** Opening Text block block **
Non‐Surgical Treatment of Bilateral Dens Invaginatus in Maxillary Lateral Incisors: A Case Report
Ali Chamani, Maryam Forghani, Ghazal Asadi

TL;DR
This case report describes the successful non-surgical treatment of a rare dental condition in two upper front teeth, showing that early detection and proper treatment can lead to healing.
Contribution
The paper presents a novel case of bilateral type II dens invaginatus treated non-surgically with successful long-term outcomes.
Findings
Non-surgical treatment methods were successfully applied to both maxillary lateral incisors with different conditions.
A two-year follow-up showed complete healing and no symptoms, confirming the effectiveness of the treatment.
Early detection and tailored treatment are crucial for managing teeth with dens invaginatus.
** Closing Text block block **
Exercise
Rewrite the paragraph beginning "This case report describes" from the dens invaginatus summary above as a shorter version that keeps its main facts.
** Opening Data for analysis block **
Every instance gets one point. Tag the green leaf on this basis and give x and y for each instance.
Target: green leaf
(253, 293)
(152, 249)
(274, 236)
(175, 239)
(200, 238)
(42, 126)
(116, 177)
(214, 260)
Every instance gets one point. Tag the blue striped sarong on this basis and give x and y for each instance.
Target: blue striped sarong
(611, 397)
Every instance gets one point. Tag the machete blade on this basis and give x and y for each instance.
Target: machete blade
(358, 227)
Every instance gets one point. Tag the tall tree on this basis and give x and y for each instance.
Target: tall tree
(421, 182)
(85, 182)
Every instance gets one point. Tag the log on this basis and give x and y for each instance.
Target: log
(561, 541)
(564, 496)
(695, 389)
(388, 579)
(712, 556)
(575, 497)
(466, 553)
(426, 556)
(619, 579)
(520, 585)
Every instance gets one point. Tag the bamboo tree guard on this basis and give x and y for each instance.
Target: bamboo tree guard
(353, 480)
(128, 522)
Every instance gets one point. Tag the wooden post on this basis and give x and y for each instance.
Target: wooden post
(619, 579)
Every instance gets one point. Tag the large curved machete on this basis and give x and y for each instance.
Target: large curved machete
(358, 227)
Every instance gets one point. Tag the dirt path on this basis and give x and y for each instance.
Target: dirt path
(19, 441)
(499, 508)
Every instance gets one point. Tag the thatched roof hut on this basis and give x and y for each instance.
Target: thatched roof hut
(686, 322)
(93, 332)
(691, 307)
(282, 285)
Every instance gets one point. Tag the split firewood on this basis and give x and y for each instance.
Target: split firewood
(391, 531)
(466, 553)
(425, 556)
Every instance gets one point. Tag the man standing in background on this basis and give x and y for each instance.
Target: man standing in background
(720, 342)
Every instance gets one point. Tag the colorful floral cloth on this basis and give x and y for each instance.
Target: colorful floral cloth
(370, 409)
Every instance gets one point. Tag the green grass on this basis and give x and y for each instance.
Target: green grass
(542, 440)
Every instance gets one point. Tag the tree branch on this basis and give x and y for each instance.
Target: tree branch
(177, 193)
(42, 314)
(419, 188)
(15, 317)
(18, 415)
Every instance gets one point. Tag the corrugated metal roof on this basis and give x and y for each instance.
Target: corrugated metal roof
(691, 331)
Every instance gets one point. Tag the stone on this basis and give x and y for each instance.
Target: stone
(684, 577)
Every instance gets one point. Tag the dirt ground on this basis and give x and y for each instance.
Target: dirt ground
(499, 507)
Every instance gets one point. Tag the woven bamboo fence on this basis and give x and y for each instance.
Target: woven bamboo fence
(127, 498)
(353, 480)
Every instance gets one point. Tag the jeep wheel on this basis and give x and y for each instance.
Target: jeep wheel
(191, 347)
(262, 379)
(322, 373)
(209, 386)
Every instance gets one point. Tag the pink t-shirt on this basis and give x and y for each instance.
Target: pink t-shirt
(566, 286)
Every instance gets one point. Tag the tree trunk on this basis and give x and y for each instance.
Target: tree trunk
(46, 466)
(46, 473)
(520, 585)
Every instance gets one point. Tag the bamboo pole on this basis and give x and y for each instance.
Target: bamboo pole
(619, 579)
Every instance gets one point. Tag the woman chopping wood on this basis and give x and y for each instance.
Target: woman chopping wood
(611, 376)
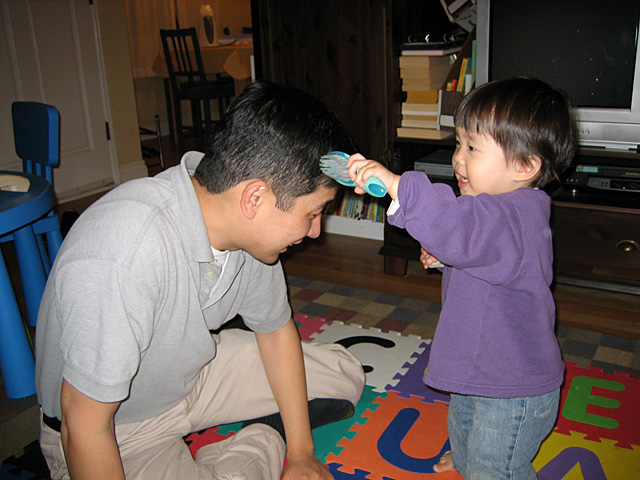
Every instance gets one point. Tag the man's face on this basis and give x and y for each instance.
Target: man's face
(276, 230)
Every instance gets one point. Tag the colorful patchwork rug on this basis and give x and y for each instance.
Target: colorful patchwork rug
(399, 429)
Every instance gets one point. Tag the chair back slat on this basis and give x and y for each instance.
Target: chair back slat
(36, 133)
(184, 60)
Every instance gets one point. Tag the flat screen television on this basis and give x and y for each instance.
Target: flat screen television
(588, 48)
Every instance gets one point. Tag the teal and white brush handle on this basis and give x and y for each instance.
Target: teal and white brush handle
(334, 165)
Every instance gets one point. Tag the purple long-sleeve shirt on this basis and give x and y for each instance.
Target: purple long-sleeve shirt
(495, 337)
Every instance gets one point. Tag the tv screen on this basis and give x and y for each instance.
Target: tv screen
(588, 49)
** Closing Data for analysis block **
Exercise response
A rare dental condition in two upper front teeth was treated successfully without surgery, showing that early detection and proper treatment can lead to healing.